#### [WHAT IS EXPECTED]
Without skipping anything, write out each record below exactly.

#### [DATA]
+--
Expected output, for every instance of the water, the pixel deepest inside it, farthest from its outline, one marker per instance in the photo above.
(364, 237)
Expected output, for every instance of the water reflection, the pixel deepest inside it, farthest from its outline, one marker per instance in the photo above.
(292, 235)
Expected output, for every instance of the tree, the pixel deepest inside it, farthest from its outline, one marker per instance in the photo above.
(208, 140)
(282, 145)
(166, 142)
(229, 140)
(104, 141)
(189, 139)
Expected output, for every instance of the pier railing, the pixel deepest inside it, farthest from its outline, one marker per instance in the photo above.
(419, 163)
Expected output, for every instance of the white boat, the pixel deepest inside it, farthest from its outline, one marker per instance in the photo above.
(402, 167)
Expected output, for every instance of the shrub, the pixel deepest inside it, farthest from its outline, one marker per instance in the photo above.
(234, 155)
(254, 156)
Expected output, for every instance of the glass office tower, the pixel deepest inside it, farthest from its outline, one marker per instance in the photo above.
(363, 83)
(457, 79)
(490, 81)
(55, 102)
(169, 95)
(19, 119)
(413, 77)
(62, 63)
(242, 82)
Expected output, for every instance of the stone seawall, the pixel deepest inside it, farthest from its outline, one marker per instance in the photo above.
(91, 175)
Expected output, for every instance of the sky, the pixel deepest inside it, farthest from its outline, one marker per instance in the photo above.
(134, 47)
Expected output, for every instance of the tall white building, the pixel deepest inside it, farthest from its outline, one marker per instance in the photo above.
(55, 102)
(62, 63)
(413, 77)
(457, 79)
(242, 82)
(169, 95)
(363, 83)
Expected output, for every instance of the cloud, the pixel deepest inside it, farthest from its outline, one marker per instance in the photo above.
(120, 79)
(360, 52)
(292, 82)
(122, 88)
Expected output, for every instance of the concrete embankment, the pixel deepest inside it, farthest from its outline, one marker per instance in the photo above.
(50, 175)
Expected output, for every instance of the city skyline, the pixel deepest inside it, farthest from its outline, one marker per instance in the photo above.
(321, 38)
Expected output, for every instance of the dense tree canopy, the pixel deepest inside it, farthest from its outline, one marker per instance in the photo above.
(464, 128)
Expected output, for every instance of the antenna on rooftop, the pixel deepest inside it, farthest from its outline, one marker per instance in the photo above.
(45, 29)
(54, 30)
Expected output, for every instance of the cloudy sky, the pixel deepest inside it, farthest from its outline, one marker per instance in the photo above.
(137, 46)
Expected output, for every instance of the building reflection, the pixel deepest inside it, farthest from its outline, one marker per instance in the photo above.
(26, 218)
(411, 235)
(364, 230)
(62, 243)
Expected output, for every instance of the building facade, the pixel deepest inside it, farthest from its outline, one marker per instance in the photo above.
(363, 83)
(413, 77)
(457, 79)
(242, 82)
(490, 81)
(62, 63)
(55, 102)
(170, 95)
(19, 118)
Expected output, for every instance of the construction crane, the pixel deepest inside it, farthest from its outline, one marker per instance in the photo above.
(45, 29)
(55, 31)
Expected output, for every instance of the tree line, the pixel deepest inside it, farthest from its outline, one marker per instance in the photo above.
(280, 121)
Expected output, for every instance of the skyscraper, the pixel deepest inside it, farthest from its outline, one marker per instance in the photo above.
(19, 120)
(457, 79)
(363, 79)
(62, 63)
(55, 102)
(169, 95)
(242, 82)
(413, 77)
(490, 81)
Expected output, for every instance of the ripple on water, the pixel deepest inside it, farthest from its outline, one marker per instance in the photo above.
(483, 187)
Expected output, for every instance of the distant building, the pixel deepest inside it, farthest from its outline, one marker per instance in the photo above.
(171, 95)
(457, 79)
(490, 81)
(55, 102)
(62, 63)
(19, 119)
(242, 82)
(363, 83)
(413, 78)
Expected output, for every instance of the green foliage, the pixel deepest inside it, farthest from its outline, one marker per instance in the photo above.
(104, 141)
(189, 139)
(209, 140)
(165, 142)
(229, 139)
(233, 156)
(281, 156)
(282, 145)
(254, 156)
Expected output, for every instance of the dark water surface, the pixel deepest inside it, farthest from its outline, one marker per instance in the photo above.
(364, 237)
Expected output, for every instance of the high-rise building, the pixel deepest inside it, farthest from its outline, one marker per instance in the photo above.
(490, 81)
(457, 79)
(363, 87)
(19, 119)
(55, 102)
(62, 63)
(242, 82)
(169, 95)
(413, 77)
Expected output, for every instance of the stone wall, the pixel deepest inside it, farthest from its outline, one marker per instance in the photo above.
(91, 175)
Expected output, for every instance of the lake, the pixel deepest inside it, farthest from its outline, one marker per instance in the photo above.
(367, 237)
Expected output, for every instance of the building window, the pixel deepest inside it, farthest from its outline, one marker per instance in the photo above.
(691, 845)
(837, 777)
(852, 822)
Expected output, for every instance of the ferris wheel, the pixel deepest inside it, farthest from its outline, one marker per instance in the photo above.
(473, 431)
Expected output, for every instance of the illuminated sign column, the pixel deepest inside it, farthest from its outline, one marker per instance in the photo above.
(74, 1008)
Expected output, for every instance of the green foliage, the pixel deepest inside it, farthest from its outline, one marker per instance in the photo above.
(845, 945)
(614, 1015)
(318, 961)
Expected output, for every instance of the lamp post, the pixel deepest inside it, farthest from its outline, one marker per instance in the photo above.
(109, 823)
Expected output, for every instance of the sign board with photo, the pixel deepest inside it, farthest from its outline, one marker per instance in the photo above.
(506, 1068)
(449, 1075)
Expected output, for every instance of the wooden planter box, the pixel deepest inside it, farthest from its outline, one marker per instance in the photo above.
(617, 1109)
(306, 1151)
+--
#### [RESPONSE TO THIS TASK]
Expected output, for every instance of the water, the pixel deepest inside it, farthest from its outline, one marker per instance in the photo above.
(364, 237)
Expected output, for every instance of the water reflection, the pixel deepest inside it, farthest from its outline, one marker per instance in the photo above.
(292, 235)
Expected output, for every instance of the tree, the pixel deepest inside it, farthest from its outline, one marker per instance in the photo above.
(208, 140)
(282, 145)
(166, 142)
(229, 140)
(104, 141)
(189, 139)
Expected output, for every instance of the pier railing, the pixel deepest inside it, farthest from its outline, one marker per instance in the photo above.
(419, 163)
Expected output, for every instance of the white boat, the pixel deepest inside it, farthest from its outline, one marker per instance in the photo above.
(402, 167)
Expected output, for every instance of the shrub, the pixel deepest inside it, farthest from its outline, one marker per instance in the photo above.
(234, 155)
(254, 156)
Expected output, for every instance of the glass office tower, the pixel deepest inside it, farthest from its outline, one marker per instance in the photo above.
(363, 83)
(457, 79)
(490, 81)
(55, 102)
(169, 95)
(19, 119)
(413, 77)
(62, 63)
(242, 82)
Expected output, for every instance of the stone seawall, the pixel deepest inside it, farthest from its outline, one marker per instance in the photo above.
(91, 175)
Expected output, for every instance of the sky, the pixel deepest inside it, farthest from its outline, one marker per instance in the photo above.
(134, 47)
Expected output, for every instance of the tall white building, the pixel deepest inside it, farthest from its outline, one marker per instance in the photo above.
(55, 102)
(62, 63)
(413, 77)
(457, 79)
(242, 82)
(169, 95)
(363, 83)
Expected output, for every instance of the cloud, the pixel deepest inside it, farthest from its outline, one marker per instance in the photo above.
(120, 79)
(360, 52)
(292, 82)
(122, 88)
Expected output, for every instance of the concrete embankment, the pixel deepest inside it, farthest from its outline, one marker per instance in the photo above.
(50, 175)
Expected output, for every instance of the city skyline, the pixel deepest inside it, farthest from its outline, one marker per instance in the photo above.
(321, 38)
Expected output, for every instance of the dense tree canopy, the pixel deepest inside it, farthest from its outline, one marker per instance in the photo above.
(464, 128)
Expected output, for every instance of the antenna on rooftop, the pixel deepest inside it, farthest from its outline, one marker per instance in the photo above.
(45, 29)
(54, 30)
Expected output, for every instance of the cloudy sky, the pixel deepest inside it, farthest from its outline, one marker per instance in the photo above.
(137, 46)
Expected output, for every instance of the building reflection, the pixel deepest inside it, farthest from its outline, one marker per instance in the photo above.
(26, 218)
(411, 235)
(364, 230)
(62, 243)
Expected output, for every instance of the building facade, the pixel deepest inside it, farthest from its outline, one marker per instance in the photo above.
(363, 83)
(413, 77)
(457, 79)
(242, 82)
(490, 81)
(62, 63)
(55, 102)
(170, 95)
(19, 118)
Expected output, for every instance of the construction crane, the pixel deepest inside it, farthest from its outline, one marker per instance in the photo above.
(45, 29)
(55, 31)
Expected output, for every instance of the tree line, the pixel deepest inside it, farthest from its outline, one marker per instance in the photo above.
(280, 121)
Expected output, for every instance of the skyscraper, the pixel deepest inside it, farthest from its outline, one marker per instance in the photo above.
(19, 120)
(457, 79)
(363, 79)
(62, 63)
(55, 102)
(169, 95)
(242, 82)
(413, 77)
(490, 81)
Expected output, for every instance of the ripple on water, the pixel deepest inside it, farthest from its outline, one marker per instance in the photo above.
(483, 187)
Expected output, for every instance of the distant building, the pixel deepest inside it, farthest from its outline, one marker per instance in the photo above.
(171, 95)
(457, 79)
(490, 81)
(55, 102)
(62, 63)
(19, 119)
(242, 82)
(363, 83)
(413, 78)
Expected output, for every instance of the green foliage, the pixel deepest inside it, farthest from its outline, one marker per instance in the photo above.
(104, 141)
(189, 139)
(209, 140)
(165, 142)
(229, 139)
(233, 156)
(281, 156)
(282, 145)
(254, 156)
Expected output, for every instance of the dark water surface, the pixel deepest inside it, farthest from its outline, one marker per instance in the photo above.
(364, 237)
Expected output, for every instance of the high-rise building, the pixel deepest inside it, farthest from its outline, one marker per instance in the photo above.
(490, 81)
(457, 79)
(363, 87)
(19, 119)
(55, 102)
(62, 63)
(242, 82)
(169, 95)
(413, 77)
Expected output, for every instance of the stone wall, the pixel deepest inside it, farthest from its outline, one marker per instance in the photo above.
(91, 175)
Expected output, for every instance of the lake, the pixel deepest inside it, farthest from its outline, one marker per instance in the photo above.
(367, 237)
Expected output, for every instance of the building window, the pixel deepest inside it, farthest from its outline, one marker per instance in the photo above.
(691, 845)
(837, 777)
(852, 822)
Expected output, for every instance of the ferris wheel, the pixel deepest inside it, farthest from its outline, one marker per instance in the photo above.
(473, 431)
Expected output, for every instance of the illuminated sign column, the pixel deepest inside it, farthest from its outline, one marker per instance in the photo above.
(74, 1008)
Expected output, for every instance of the green foliage, the pixel deepest inside it, farthest from its outline, one marker per instance in the photo above.
(845, 945)
(614, 1015)
(318, 961)
Expected output, for every instance of the lamp post, the pixel deepest inside it, farthest from its outline, one marker per instance in the photo above.
(109, 823)
Expected output, for every instance of the sign board with photo, the pixel deepest inside it, farthest from its outline, one marker per instance in the photo above.
(506, 1068)
(449, 1075)
Expected output, for every instance of the wooden planter box, the pixel deepest inside it, farthest from its outline, one marker per instance in the photo above.
(617, 1109)
(306, 1151)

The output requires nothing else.